== Excerpt provided ==
THERE WILL BE NOTHING I CAN DO ABOUT IT
except
SCREAM
cry
B*tc&
MOAN
and pass out.

but for seriously...whyyyyyyyyyyyyyyyyyyy!!!!!!!!!
{insert breathy stuttered tears of utter frustration here}

hope you enjoyed the "it's a good decision to take a photo-booth pic of how tired i am on my computer, right?" image i shared with you all!
we don't have pudding here-
the proof comes in the pictures.

Friday, November 6, 2009

Handmade Holidays 2009!!

I am super, SUPER, SuPeR excited to share this with you!!
I have been working away with Emily this week on a super fun project
but it's also taken away from my time to write and visit you all so I'm sorry for that!
The good news is I swear you'll think this is so much better than reading what I have to say! :)

Starting on Monday, you will NOT want to miss visiting Frenchie & Flea for the next two weeks!

Emily & I took a Handmade Holiday Pledge.
This Christmas ALL of our gifts will be made by us or purchased from the hand making's of others.

== Written problem A ==
In the blog post, list each thing the writer says can be done after the word "except," in the order given.
== Written problem B ==
From the blog post, write out the passage that begins with the words "hope you enjoyed" and ends after the words "have to say! :)".
== Written problem C ==
Render this sentence from the blog post in Spanish: "Emily & I took a Handmade Holiday Pledge."
Work only from the blog post above and draw on nothing outside it.

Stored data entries
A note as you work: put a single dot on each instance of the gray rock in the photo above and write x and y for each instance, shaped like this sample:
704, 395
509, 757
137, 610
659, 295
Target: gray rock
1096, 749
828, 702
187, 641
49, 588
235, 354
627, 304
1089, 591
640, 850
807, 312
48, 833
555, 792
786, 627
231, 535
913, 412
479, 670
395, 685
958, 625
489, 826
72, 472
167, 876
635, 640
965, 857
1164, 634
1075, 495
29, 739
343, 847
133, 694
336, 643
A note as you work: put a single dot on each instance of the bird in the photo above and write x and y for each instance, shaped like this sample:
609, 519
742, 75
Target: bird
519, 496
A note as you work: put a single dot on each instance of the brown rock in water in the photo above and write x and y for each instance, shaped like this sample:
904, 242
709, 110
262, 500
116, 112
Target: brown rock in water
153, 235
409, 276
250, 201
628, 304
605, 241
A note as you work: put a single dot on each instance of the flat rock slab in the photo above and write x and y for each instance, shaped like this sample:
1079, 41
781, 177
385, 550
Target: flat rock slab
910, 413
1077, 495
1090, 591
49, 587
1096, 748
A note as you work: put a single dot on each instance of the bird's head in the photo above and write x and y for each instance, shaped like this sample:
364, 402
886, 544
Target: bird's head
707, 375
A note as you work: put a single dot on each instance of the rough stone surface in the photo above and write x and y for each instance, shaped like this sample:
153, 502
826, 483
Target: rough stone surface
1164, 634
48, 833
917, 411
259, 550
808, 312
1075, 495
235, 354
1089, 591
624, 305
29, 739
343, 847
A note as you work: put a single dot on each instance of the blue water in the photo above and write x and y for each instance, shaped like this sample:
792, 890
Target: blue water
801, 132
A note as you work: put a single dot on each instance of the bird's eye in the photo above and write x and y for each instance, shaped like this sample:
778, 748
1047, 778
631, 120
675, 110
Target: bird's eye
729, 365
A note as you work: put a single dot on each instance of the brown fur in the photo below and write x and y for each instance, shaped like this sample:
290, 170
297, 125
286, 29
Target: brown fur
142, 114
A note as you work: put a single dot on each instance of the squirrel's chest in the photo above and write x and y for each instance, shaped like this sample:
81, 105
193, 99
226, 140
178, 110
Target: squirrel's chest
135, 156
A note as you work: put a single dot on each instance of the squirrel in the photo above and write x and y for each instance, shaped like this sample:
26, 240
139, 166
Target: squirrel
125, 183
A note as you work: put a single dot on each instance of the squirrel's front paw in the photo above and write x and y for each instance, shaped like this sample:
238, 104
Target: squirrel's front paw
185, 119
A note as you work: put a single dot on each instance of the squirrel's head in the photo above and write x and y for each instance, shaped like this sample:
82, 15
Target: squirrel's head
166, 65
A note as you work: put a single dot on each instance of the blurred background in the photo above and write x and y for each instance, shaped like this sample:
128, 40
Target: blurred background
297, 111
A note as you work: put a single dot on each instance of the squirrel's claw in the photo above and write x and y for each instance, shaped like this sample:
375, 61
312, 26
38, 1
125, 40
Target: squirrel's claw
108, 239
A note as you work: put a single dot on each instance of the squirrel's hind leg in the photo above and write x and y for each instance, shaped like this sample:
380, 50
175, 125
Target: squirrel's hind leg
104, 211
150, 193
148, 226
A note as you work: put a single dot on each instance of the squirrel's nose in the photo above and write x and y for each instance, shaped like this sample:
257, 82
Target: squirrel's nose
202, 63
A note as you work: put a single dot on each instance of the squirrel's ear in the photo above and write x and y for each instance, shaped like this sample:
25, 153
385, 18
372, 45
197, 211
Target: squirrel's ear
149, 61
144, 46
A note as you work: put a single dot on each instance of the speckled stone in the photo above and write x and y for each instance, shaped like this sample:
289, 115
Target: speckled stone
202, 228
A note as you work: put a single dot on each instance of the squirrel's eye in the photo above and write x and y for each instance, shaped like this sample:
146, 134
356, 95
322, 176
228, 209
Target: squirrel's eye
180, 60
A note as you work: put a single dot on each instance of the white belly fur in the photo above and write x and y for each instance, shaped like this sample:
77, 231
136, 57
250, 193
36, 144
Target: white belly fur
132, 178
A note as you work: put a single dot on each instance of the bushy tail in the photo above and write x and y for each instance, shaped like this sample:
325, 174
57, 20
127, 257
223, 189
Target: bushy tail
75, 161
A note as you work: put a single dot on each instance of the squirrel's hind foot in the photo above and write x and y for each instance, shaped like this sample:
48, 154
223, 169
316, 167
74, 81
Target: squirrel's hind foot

== Exercise output A ==
SCREAM
cry
B*tc&
MOAN
pass out

== Exercise output B ==
hope you enjoyed the "it's a good decision to take a photo-booth pic of how tired i am on my computer, right?" image i shared with you all!
we don't have pudding here-
the proof comes in the pictures.

Friday, November 6, 2009

Handmade Holidays 2009!!

I am super, SUPER, SuPeR excited to share this with you!!
I have been working away with Emily this week on a super fun project
but it's also taken away from my time to write and visit you all so I'm sorry for that!
The good news is I swear you'll think this is so much better than reading what I have to say! :)

== Exercise output C ==
Emily y yo hicimos la promesa de unas fiestas hechas a mano.